# START OF Dataset rows

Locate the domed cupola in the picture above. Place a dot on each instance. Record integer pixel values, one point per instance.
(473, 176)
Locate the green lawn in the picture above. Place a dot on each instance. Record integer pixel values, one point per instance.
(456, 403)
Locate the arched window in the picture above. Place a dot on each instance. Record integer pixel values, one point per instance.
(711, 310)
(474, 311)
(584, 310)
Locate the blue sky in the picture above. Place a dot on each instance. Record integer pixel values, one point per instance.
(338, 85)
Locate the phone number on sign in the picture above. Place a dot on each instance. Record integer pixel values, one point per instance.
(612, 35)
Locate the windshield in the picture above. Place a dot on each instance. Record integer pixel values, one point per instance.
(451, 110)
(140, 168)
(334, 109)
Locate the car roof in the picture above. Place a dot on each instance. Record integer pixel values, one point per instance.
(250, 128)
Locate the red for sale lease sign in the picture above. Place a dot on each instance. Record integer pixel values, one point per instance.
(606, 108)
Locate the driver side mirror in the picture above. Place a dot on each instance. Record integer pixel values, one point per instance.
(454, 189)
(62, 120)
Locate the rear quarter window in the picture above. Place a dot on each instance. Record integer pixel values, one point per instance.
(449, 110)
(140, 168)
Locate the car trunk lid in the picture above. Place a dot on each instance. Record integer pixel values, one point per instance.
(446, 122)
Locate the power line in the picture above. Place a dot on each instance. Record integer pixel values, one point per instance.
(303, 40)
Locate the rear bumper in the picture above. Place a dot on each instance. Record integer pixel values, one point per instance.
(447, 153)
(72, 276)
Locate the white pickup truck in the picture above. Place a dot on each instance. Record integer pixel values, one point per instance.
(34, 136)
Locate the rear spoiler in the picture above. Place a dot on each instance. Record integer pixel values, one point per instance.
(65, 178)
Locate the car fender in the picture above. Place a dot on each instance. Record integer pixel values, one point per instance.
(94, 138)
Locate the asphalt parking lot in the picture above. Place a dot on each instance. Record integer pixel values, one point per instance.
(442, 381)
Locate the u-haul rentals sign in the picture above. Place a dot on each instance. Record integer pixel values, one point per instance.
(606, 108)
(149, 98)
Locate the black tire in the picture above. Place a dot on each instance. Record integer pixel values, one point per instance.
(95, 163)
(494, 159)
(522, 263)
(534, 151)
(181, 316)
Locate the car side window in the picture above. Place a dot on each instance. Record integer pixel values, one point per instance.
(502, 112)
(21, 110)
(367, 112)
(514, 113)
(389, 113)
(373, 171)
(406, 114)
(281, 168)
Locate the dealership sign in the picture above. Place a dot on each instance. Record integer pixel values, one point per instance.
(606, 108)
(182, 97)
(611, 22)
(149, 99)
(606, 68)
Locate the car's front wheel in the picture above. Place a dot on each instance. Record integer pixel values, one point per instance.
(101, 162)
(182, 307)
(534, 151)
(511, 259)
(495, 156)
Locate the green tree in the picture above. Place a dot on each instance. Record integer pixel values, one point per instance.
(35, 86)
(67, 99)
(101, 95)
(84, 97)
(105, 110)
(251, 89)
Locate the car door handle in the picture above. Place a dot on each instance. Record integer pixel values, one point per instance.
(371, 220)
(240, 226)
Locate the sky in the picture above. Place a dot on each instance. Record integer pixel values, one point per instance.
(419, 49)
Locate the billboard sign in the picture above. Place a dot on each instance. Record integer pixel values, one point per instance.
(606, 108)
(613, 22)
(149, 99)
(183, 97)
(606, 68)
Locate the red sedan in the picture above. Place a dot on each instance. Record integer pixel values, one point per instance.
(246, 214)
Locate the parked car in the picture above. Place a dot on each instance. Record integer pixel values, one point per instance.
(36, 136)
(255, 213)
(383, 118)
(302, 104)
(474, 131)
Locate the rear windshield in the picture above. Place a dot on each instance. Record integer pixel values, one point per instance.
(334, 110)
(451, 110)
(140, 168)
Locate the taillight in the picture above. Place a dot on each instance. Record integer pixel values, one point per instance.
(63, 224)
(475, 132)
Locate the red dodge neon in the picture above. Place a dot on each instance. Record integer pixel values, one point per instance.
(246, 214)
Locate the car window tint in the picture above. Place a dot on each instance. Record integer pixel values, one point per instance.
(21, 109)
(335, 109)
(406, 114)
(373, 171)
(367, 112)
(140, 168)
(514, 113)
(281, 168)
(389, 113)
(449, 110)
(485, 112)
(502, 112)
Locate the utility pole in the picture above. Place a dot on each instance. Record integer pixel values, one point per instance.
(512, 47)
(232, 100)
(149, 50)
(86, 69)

# END OF Dataset rows

• What to do
Reproduce all of the records exactly.

• Worked solution
Locate the domed cupola in the picture above. Place a dot on each instance. Record integer pixel values, one point per instance.
(473, 176)
Locate the green lawn in the picture above. Place a dot on each instance. Record integer pixel values, one point per instance.
(456, 403)
Locate the arched window in the picture above. Place a dot on each instance. Record integer pixel values, one point per instance.
(711, 310)
(474, 311)
(584, 310)
Locate the blue sky in the picture above. Place a dot on each instance. Record integer pixel values, one point per instance.
(338, 85)
Locate the phone number on sign in the picture above. Place a dot on each instance. Record integer pixel values, one point per instance.
(612, 35)
Locate the windshield in the picture above. Place a dot on each instance. Record integer pixel values, one point per instance.
(451, 110)
(140, 168)
(334, 109)
Locate the car roof in the picture above. Place a dot on each instance. Record integer pixel values, one point per instance.
(250, 128)
Locate the red for sale lease sign in the picture above. Place a dot on each instance. Record integer pixel values, one point per instance.
(606, 108)
Locate the driver side mirror in the picture above. Place a dot on each instance. Record integer pixel values, one point per instance.
(454, 189)
(62, 120)
Locate the rear quarter window in the picture above. Place a dot on each instance. Record integer pixel values, one point per instance.
(449, 110)
(140, 168)
Locate the car trunk lid in the picture above. Place a dot on each instance. Record integer pixel values, one point per instance.
(446, 122)
Locate the power line in the picture above. Place a dot on each instance. Record integer pixel values, one point per instance.
(303, 40)
Locate the rear bumper in the picture above. Place a dot on each instance. Record integer pixel values, one point per instance.
(447, 153)
(72, 276)
Locate the white pickup truck in the picture above. Place a dot on each instance. Record integer pixel values, one point per instance.
(34, 136)
Locate the rear spoiler in the picture above. Place a dot on each instance. Record integer pixel values, one point per instance.
(65, 178)
Locate the car fender in the picture above. Place a dot on each instance. Record integer pixel values, one point per instance.
(94, 138)
Locate the asphalt parking lot in the picture above. Place a dot on each instance. Record integer pixel values, one point per instance.
(442, 381)
Locate the u-haul rentals sign in the picture above. Place a dot on each instance. Record integer pixel values, one point per instance.
(606, 108)
(149, 98)
Locate the black tire in the picture above. Place a dot on each instance. Record integer pixel values, one point per instance.
(95, 163)
(494, 159)
(522, 263)
(534, 151)
(181, 316)
Locate the car side window in the picture above. Place a dot on each instance. Record integer pixel values, one point per instance.
(502, 112)
(21, 110)
(367, 112)
(514, 113)
(389, 113)
(373, 171)
(406, 114)
(281, 168)
Locate the dealership sign in the picture above. Place a dot on each instance. Record integer pixel values, one point per instance.
(606, 108)
(182, 97)
(611, 22)
(149, 99)
(606, 68)
Locate the car's front wheel in the picture above. Place a dot on each instance. Record integer pixel values, one point per instance.
(101, 162)
(182, 307)
(534, 151)
(511, 259)
(495, 156)
Locate the green tree in the picture above. Place a dot on each instance. Record integer pixel values, one point per instance.
(35, 86)
(67, 99)
(101, 95)
(84, 97)
(105, 110)
(251, 89)
Locate the car door handle in the picture above. Place a dot on each instance. Record integer pixel values, one point per instance.
(371, 220)
(240, 226)
Locate the sky in the picture above. Place a dot on each instance. Record integer pixel values, one point per instance.
(419, 49)
Locate the billboard sign in the picture above. Place a dot on each instance. Record integer pixel values, one point per instance.
(606, 108)
(613, 22)
(149, 99)
(183, 97)
(606, 68)
Locate the red sedan in the picture above. Place a dot on each instance. Record integer pixel values, one point per instance.
(246, 214)
Locate the parked car in the picture above. Place a dot on each instance. Record integer pixel values, one point per instance.
(36, 136)
(255, 213)
(383, 118)
(302, 104)
(474, 131)
Locate the rear windshield in the picture above. Place a dot on each instance. Record integer pixel values, one point per instance.
(334, 110)
(451, 110)
(140, 168)
Locate the taillight in the picture above. Place a dot on each instance. Record integer pixel values, one point per instance.
(63, 224)
(475, 132)
Locate the red dodge neon in the picture above. Place a dot on each instance. Record integer pixel values, one point per instance.
(246, 214)
Locate the car window tint in the picture above. Place a dot on each instance. Record integer pixel values, one point per instance.
(21, 109)
(335, 109)
(406, 114)
(373, 171)
(367, 112)
(140, 168)
(514, 113)
(281, 168)
(389, 113)
(449, 110)
(485, 112)
(502, 112)
Locate the utility pole in the picture above. Place a dot on each instance. Record integer pixel values, one point per instance.
(512, 47)
(232, 100)
(149, 50)
(86, 69)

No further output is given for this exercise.